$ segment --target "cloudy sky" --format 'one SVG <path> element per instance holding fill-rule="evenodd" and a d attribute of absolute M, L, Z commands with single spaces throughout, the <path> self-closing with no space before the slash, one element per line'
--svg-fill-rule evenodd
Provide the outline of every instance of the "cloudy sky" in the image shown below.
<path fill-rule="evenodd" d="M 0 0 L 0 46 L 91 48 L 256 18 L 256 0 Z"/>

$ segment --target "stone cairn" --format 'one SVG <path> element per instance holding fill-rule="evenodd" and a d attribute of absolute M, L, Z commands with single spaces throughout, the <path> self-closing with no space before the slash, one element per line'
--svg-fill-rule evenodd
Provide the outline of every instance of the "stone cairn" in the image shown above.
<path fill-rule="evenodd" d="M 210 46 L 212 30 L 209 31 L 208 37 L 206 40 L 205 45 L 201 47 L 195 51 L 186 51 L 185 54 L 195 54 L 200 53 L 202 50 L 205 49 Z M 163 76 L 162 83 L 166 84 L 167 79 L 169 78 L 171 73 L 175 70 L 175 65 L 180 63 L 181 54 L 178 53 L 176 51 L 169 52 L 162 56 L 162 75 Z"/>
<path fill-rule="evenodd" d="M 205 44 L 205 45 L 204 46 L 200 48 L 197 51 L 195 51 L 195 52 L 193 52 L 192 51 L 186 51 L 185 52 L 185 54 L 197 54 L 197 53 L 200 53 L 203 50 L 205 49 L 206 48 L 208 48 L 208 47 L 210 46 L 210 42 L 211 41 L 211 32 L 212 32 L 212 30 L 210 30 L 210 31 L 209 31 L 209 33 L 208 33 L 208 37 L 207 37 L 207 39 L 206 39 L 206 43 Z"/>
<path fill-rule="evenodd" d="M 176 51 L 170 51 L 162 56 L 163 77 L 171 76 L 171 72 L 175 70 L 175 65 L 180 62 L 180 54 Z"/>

::::

• _Problem statement_
Reproduce every line of the records above without changing a single character.

• _Written solution_
$ segment --target "cloudy sky" --format 'one SVG <path> element per instance holding fill-rule="evenodd" and a d attribute of absolute M, L, Z commands with single spaces throughout, the <path> self-closing with no space before the slash, one element per line'
--svg-fill-rule evenodd
Provide the outline of every instance of the "cloudy sky" in the image shown below.
<path fill-rule="evenodd" d="M 0 0 L 0 46 L 91 48 L 256 18 L 256 0 Z"/>

$ segment --target "stone cairn" --format 'one SVG <path> element per instance holding fill-rule="evenodd" and a d attribute of absolute M, L, Z commands with single spaces throughout, the <path> self-closing with no space before the slash, one element per line'
--svg-fill-rule evenodd
Provide the outline of every instance of the "stone cairn" in the image shown above.
<path fill-rule="evenodd" d="M 210 46 L 212 30 L 209 31 L 208 37 L 206 40 L 205 45 L 201 47 L 195 51 L 186 51 L 185 54 L 195 54 L 200 53 L 202 50 L 205 49 Z M 163 76 L 162 83 L 166 84 L 167 79 L 169 78 L 171 73 L 175 70 L 175 65 L 180 63 L 181 54 L 178 53 L 176 51 L 169 52 L 162 56 L 162 75 Z"/>
<path fill-rule="evenodd" d="M 205 44 L 205 45 L 204 46 L 200 48 L 197 51 L 195 51 L 195 52 L 193 52 L 192 51 L 186 51 L 185 52 L 185 54 L 197 54 L 197 53 L 200 53 L 203 50 L 205 49 L 206 48 L 208 48 L 208 47 L 210 46 L 210 42 L 211 41 L 211 32 L 212 32 L 212 30 L 210 30 L 210 31 L 209 31 L 209 33 L 208 33 L 208 37 L 207 37 L 207 39 L 206 39 L 206 43 Z"/>
<path fill-rule="evenodd" d="M 176 51 L 170 51 L 162 56 L 163 77 L 171 76 L 171 72 L 175 70 L 175 65 L 180 62 L 180 54 Z"/>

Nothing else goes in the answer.